§ **Description of the task**
In the lines from the first one through the line holding "column 282, row 68", inclusive, switch every "Query" to "Label" and write those lines out again with everything else unchanged.

§ **Records for processing**
***

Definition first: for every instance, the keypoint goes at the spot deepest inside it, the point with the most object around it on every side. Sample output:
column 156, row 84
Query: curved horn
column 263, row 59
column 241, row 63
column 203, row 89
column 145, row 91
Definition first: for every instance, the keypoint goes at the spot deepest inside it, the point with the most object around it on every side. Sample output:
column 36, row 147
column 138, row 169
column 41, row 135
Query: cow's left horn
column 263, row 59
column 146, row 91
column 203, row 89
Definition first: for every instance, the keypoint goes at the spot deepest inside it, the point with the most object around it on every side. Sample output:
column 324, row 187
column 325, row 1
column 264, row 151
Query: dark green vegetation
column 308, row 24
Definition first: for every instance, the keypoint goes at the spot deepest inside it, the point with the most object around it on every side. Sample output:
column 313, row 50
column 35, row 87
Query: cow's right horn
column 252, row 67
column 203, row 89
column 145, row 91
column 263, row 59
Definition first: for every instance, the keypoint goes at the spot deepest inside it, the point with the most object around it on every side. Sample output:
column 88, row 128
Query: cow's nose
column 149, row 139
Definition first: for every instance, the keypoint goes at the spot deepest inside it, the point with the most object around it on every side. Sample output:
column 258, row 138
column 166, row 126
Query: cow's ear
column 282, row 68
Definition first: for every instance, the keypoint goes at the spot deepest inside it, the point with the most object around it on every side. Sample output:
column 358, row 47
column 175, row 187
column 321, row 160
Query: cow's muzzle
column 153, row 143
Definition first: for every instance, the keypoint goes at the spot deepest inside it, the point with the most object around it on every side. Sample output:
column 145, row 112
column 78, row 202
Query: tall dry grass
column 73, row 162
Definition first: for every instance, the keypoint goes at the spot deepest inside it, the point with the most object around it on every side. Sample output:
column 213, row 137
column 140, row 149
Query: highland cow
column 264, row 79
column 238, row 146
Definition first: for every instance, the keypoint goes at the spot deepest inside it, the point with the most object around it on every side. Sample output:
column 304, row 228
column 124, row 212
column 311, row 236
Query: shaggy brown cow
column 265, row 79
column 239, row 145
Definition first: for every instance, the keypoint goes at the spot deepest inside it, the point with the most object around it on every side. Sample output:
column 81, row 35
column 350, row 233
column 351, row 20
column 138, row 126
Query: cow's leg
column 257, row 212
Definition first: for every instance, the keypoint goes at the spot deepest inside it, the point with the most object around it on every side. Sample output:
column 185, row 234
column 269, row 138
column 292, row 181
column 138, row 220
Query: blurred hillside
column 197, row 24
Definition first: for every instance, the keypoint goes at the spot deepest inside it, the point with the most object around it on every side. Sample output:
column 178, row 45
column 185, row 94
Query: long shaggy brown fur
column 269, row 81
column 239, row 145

***

§ **Response**
Definition first: for every instance, the keypoint goes at the spot deepest inside it, the point with the most object around it on every side. Sample output:
column 156, row 84
Label: curved horn
column 263, row 59
column 241, row 63
column 203, row 89
column 145, row 91
Definition first: for every instance, the keypoint goes at the spot deepest inside it, the point with the most object around it on every side. Sample output:
column 36, row 147
column 138, row 169
column 41, row 135
Label: cow's left horn
column 263, row 59
column 146, row 91
column 203, row 89
Definition first: for every instance, the keypoint goes at the spot deepest inside it, the point with the most object around it on every side. Sample output:
column 324, row 187
column 325, row 1
column 264, row 151
Label: dark green vegetation
column 308, row 24
Definition first: for every instance, the keypoint goes at the spot deepest inside it, the point with the most object around it on every side. Sample output:
column 313, row 50
column 35, row 87
Label: cow's right horn
column 252, row 67
column 203, row 89
column 145, row 91
column 263, row 59
Definition first: for every instance, the keypoint goes at the spot deepest inside it, the point with the most object around it on every side. Sample output:
column 88, row 128
Label: cow's nose
column 149, row 139
Definition first: for every instance, the keypoint goes at the spot deepest inside it, the point with the most object around it on every side. Sample output:
column 258, row 138
column 166, row 126
Label: cow's ear
column 282, row 68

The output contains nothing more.